Article
Skip to content
Dev Tools Intermediate Tutorial

Set Up a CI Pipeline with GitHub Actions

Build a GitHub Actions workflow that installs dependencies, lints, and tests on every push and pull request — complete with dependency caching, a build matrix, and a live status badge.

AI
DevClubHouse Curation
Jun 8, 2026 · 8 min read · 0 comments

What you'll build

You'll create a .github/workflows/ci.yml workflow that runs on every push and pull request. It checks out your code, installs dependencies, runs your linter, runs your tests across multiple Node.js versions, caches npm downloads for speed, and surfaces a green/red status badge in your README. The examples use a Node.js project, but the patterns transfer to any stack.

Prerequisites

  • A GitHub repository you can push to (public or private — Actions is free for public repos and includes a monthly minutes allowance for private ones).
  • Node.js 20+ locally and a project with a package.json. Verify with node --version and npm --version.
  • npm scripts named lint and test. If you don't have them yet, this tutorial includes a minimal setup.
  • Git configured and the repo pushed to GitHub.

No OS-specific concerns: GitHub-hosted runners execute in the cloud. Your local OS only matters for the prep steps below, which use POSIX shell syntax (macOS/Linux). On Windows, run the equivalent in Git Bash or WSL.

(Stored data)
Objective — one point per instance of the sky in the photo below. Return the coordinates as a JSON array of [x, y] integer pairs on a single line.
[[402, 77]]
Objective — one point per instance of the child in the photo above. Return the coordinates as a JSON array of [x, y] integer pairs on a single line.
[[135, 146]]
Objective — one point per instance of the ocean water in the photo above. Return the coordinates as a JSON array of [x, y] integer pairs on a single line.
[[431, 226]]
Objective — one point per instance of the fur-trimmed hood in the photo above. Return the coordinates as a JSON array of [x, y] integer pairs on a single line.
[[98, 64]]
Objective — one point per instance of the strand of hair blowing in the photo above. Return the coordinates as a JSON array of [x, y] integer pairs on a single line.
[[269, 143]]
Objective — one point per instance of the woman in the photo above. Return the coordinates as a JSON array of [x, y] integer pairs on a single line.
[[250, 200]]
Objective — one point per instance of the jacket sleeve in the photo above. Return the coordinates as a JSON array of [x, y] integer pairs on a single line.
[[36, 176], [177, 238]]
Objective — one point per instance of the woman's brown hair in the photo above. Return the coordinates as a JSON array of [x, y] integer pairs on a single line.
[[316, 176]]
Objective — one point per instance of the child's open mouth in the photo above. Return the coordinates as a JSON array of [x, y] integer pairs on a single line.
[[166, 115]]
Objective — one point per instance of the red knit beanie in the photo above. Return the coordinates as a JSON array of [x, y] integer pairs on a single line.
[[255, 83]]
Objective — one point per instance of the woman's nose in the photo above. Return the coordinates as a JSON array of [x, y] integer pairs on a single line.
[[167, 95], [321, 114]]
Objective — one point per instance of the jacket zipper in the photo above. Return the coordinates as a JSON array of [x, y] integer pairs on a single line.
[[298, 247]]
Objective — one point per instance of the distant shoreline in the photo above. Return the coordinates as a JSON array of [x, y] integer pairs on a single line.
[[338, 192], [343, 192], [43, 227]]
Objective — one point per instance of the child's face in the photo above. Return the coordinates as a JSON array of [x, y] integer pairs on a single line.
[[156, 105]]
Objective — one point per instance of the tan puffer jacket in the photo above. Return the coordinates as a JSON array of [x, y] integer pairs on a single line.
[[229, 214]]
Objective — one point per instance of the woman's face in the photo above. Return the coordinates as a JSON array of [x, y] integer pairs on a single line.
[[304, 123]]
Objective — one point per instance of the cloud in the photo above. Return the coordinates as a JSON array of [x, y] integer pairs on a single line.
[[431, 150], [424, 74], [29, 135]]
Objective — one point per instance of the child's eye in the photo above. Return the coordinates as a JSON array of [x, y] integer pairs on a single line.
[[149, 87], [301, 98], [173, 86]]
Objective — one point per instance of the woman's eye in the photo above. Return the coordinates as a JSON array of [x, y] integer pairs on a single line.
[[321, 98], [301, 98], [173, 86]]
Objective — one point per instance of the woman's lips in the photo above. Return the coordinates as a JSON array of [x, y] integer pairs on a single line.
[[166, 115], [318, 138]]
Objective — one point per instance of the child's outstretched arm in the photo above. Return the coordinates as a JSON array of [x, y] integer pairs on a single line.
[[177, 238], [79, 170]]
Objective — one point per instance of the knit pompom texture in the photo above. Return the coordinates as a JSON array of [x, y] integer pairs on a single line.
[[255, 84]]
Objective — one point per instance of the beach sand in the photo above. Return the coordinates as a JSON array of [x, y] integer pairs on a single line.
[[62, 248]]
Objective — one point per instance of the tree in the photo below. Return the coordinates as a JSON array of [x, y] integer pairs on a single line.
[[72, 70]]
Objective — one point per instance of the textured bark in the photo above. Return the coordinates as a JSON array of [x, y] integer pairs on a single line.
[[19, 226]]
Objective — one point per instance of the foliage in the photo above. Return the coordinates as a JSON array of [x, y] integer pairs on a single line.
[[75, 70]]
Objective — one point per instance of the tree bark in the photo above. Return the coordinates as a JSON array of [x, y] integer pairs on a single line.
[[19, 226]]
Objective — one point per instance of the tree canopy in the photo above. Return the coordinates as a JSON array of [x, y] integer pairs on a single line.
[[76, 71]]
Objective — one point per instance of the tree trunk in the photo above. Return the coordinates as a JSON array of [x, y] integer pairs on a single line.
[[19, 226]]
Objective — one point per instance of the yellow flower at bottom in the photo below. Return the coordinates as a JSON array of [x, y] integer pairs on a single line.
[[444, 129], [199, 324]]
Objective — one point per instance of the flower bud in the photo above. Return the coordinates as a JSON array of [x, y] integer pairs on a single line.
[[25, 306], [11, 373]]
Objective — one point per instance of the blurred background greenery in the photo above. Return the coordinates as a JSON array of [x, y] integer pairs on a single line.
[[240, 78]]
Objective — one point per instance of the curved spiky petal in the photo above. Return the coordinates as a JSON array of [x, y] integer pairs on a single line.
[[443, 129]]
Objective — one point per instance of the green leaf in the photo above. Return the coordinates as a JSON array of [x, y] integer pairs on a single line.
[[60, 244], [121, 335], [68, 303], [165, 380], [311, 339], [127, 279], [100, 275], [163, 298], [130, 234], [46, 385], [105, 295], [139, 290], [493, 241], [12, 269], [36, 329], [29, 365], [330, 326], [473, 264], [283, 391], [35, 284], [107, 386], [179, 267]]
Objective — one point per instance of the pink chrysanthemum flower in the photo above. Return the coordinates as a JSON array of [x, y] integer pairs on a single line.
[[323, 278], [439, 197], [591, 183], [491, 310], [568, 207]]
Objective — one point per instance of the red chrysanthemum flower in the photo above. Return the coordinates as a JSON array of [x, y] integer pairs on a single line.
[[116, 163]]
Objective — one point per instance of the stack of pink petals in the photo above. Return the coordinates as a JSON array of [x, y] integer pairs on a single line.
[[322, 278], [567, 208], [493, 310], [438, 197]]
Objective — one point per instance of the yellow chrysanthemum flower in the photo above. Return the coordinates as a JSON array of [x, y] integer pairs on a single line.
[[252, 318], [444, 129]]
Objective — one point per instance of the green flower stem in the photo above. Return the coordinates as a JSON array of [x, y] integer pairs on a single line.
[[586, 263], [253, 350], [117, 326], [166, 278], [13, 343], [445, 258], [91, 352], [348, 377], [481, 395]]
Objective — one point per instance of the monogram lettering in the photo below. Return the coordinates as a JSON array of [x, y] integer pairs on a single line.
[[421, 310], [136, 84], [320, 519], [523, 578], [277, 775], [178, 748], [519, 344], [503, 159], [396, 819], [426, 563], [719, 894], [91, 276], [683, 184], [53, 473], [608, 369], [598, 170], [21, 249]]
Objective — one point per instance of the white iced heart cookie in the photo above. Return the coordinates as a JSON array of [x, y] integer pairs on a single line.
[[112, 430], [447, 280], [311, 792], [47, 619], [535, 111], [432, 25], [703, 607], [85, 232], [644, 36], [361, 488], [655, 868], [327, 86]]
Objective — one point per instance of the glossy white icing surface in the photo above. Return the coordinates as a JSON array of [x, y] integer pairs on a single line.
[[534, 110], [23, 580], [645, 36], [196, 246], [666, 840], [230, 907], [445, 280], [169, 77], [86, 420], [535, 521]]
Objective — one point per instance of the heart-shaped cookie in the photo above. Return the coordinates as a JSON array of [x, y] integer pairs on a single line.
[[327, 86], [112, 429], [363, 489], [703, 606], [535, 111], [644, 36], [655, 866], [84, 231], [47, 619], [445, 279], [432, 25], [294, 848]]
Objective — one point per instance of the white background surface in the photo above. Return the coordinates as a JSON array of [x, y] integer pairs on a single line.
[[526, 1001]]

Task instructions
1. Can you extract the GitHub Actions CI tutorial in full, word for word and with nothing left out?
2. Could you lay out everything in the records from the line containing "Objective — one point per instance of the distant" down to the line containing "[[338, 192], [343, 192], [43, 227]]", both ends included, as a JSON list of strings? Use one string per line, leave out blank lines, and give only those lines.

Task solutions
1.
Skip to content
Dev Tools Intermediate Tutorial

Set Up a CI Pipeline with GitHub Actions

Build a GitHub Actions workflow that installs dependencies, lints, and tests on every push and pull request — complete with dependency caching, a build matrix, and a live status badge.

AI
DevClubHouse Curation
Jun 8, 2026 · 8 min read · 0 comments

What you'll build

You'll create a .github/workflows/ci.yml workflow that runs on every push and pull request. It checks out your code, installs dependencies, runs your linter, runs your tests across multiple Node.js versions, caches npm downloads for speed, and surfaces a green/red status badge in your README. The examples use a Node.js project, but the patterns transfer to any stack.

Prerequisites

  • A GitHub repository you can push to (public or private — Actions is free for public repos and includes a monthly minutes allowance for private ones).
  • Node.js 20+ locally and a project with a package.json. Verify with node --version and npm --version.
  • npm scripts named lint and test. If you don't have them yet, this tutorial includes a minimal setup.
  • Git configured and the repo pushed to GitHub.

No OS-specific concerns: GitHub-hosted runners execute in the cloud. Your local OS only matters for the prep steps below, which use POSIX shell syntax (macOS/Linux). On Windows, run the equivalent in Git Bash or WSL.

2.
[
  "Objective — one point per instance of the distant shoreline in the photo above. Return the coordinates as a JSON array of [x, y] integer pairs on a single line.",
  "[[338, 192], [343, 192], [43, 227]]"
]